--- Start of Data in this exercise ---

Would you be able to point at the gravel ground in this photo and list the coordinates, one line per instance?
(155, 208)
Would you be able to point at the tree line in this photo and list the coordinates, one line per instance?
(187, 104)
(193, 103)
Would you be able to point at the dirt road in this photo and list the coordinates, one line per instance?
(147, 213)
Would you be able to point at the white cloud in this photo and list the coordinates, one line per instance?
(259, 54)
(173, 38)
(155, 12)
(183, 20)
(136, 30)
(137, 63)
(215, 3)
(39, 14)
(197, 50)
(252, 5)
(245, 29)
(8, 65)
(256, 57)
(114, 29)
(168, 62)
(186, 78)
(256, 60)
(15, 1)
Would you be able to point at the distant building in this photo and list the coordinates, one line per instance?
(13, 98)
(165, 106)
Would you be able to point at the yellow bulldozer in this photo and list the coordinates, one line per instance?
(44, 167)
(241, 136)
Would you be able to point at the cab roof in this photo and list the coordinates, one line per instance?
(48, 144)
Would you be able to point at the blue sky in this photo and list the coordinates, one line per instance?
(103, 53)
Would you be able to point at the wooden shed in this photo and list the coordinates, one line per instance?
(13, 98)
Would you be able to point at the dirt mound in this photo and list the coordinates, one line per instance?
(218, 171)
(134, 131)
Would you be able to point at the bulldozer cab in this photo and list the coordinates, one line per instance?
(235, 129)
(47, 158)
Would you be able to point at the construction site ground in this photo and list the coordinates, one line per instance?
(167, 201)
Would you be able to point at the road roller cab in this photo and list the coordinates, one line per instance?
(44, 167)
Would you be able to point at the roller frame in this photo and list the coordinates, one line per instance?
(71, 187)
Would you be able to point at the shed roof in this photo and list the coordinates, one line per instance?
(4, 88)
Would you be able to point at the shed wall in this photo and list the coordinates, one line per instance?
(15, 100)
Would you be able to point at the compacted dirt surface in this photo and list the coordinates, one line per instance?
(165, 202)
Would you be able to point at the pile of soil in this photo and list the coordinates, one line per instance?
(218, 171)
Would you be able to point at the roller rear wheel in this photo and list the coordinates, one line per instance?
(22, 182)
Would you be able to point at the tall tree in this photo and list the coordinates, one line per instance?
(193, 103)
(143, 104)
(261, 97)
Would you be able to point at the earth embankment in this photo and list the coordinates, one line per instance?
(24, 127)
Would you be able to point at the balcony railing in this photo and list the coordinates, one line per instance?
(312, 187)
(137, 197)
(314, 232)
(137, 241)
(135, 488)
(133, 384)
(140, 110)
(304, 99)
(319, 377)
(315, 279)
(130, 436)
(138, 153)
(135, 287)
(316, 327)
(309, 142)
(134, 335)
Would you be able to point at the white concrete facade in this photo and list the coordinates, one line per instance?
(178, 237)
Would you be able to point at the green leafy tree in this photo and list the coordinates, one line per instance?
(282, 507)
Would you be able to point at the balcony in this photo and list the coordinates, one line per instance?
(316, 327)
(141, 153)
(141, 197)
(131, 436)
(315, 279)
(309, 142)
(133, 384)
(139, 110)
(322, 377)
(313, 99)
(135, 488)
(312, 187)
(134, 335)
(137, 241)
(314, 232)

--- End of Data in this exercise ---
--- Start of Data in this exercise ---

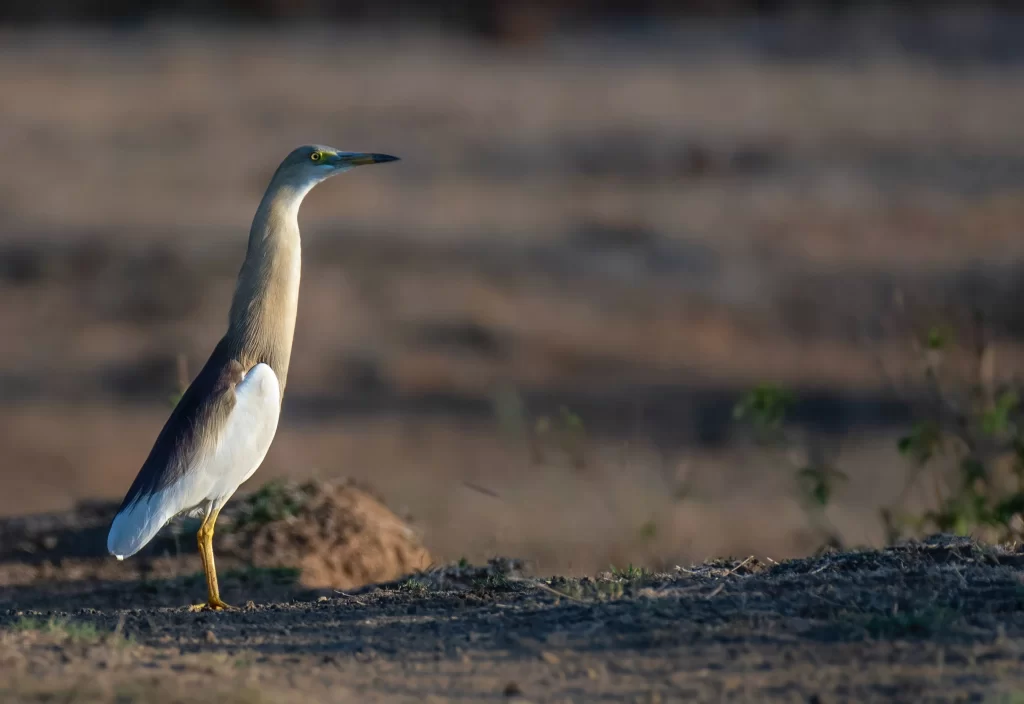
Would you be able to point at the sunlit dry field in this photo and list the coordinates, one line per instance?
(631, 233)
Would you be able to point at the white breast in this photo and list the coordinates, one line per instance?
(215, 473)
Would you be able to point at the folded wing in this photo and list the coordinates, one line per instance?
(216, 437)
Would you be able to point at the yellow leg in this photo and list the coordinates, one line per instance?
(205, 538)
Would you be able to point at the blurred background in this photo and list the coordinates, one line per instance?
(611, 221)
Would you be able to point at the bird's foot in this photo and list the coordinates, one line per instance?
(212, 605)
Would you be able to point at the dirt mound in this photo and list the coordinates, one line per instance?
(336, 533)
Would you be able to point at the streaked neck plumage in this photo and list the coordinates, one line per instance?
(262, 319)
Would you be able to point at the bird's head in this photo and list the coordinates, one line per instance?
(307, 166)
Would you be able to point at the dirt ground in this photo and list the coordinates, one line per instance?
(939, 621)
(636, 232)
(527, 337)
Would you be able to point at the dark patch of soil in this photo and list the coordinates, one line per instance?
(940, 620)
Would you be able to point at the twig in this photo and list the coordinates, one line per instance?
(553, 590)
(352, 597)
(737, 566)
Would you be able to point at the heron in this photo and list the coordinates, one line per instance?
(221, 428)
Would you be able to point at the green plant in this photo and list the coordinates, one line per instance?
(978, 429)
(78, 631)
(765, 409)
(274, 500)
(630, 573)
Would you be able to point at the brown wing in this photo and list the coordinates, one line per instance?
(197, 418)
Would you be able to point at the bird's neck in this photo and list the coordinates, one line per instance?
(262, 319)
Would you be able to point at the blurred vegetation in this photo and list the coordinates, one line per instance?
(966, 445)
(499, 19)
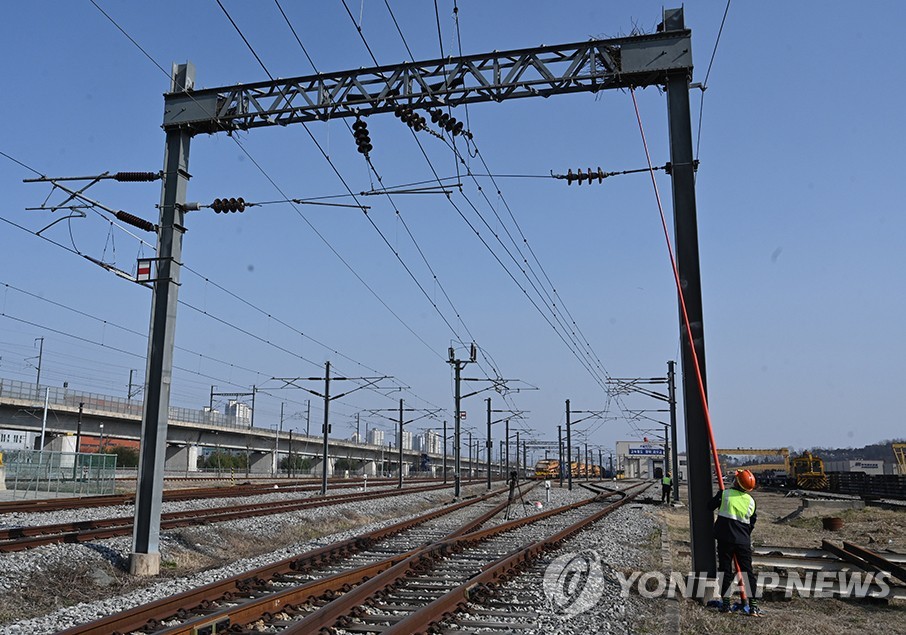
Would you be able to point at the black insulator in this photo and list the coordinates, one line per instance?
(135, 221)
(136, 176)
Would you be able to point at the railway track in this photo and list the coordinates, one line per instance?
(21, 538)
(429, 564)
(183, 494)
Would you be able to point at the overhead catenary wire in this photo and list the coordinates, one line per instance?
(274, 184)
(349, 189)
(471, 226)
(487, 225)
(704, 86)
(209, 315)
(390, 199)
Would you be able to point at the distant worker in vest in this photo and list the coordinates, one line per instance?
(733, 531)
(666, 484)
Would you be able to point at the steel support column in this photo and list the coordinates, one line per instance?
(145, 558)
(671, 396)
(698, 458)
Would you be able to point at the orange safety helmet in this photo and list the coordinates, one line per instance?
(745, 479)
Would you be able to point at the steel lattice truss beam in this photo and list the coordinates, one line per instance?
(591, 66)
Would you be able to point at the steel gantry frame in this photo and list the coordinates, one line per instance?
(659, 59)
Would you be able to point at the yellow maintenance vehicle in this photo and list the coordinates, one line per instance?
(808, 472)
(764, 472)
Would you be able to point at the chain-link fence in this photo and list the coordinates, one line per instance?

--- End of Data in this exercise ---

Challenge — Extract every line in the items containing the word "roof", matching case exactly.

Solution to the exercise —
Would you be able to point at the cab roof in this photo and list the coordinates, one line per instance?
Would you be able to point at the shed roof in this photo and list the coordinates, one line per instance?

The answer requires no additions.